╭─ MATERIAL FOR THIS TASK

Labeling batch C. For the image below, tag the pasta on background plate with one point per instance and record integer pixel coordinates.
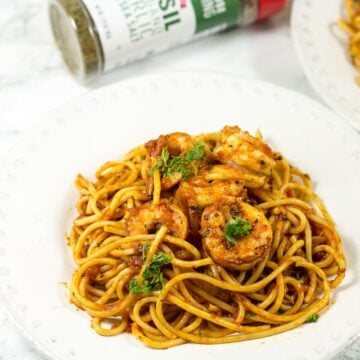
(351, 25)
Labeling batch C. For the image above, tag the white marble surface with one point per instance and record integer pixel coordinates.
(33, 81)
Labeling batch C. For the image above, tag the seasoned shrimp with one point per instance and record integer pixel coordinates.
(249, 249)
(239, 149)
(201, 192)
(148, 218)
(194, 195)
(177, 144)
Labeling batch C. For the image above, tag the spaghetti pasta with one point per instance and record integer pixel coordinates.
(351, 25)
(208, 239)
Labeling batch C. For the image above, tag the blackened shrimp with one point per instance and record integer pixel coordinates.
(239, 149)
(247, 250)
(194, 195)
(148, 218)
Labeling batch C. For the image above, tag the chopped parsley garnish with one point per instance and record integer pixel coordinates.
(144, 250)
(236, 227)
(312, 318)
(184, 164)
(152, 277)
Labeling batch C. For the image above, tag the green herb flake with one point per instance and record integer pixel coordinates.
(152, 277)
(236, 227)
(145, 250)
(184, 164)
(312, 318)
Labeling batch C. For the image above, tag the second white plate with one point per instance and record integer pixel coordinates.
(321, 46)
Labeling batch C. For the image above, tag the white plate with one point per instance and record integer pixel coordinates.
(321, 46)
(38, 196)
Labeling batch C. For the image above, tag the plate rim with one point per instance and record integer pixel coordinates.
(8, 308)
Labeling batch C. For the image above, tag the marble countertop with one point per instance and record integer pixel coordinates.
(33, 81)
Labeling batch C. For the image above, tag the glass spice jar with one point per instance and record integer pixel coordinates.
(96, 36)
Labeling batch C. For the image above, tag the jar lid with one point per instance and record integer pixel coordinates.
(270, 7)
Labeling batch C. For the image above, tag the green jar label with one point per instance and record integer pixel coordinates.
(212, 13)
(131, 30)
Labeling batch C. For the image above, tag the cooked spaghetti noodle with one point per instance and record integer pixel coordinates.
(208, 239)
(351, 25)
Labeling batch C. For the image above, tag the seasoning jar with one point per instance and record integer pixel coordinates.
(96, 36)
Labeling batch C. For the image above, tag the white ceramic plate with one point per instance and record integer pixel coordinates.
(38, 196)
(321, 46)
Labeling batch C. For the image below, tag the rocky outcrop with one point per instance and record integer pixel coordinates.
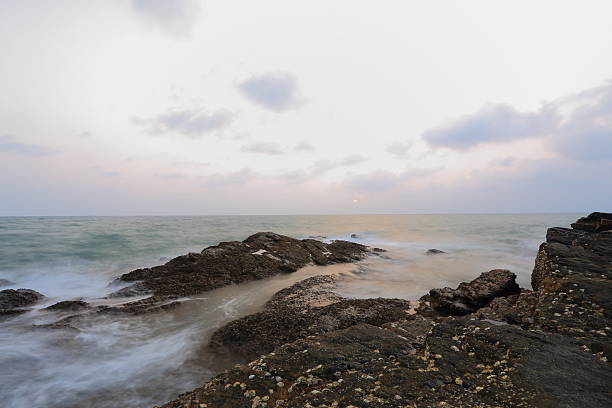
(540, 348)
(471, 296)
(6, 282)
(69, 305)
(259, 256)
(305, 309)
(13, 301)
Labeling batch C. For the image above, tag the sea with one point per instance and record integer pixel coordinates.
(143, 361)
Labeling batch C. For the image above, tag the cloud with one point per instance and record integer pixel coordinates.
(587, 132)
(492, 123)
(177, 17)
(399, 148)
(9, 144)
(304, 146)
(262, 148)
(277, 91)
(190, 123)
(577, 126)
(377, 181)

╰─

**TASK GOAL**: Recast the records as a JSON list of strings, one string per line and no blank lines, starting at the line that contains "Labeling batch C. For the image below, tag the rocky" and running through the end of the records. Leave the pictures out of the answer.

**EXERCISE OUTPUT**:
[
  "Labeling batch C. For the image below, tag the rocky outcrop with one point per instance and record integer pixel coordinates.",
  "(540, 348)",
  "(471, 296)",
  "(6, 282)",
  "(69, 305)",
  "(259, 256)",
  "(305, 309)",
  "(13, 301)",
  "Labeling batch C. For the image above, tag the sea with one point per instance and record integer pixel coordinates.",
  "(143, 361)",
  "Labeling batch C. For the image above, tag the cloud with one point per instance and record integer pixel coordinates.",
  "(587, 132)",
  "(492, 123)",
  "(177, 17)",
  "(399, 148)",
  "(9, 144)",
  "(304, 146)",
  "(262, 148)",
  "(277, 91)",
  "(190, 123)",
  "(577, 126)",
  "(377, 181)"
]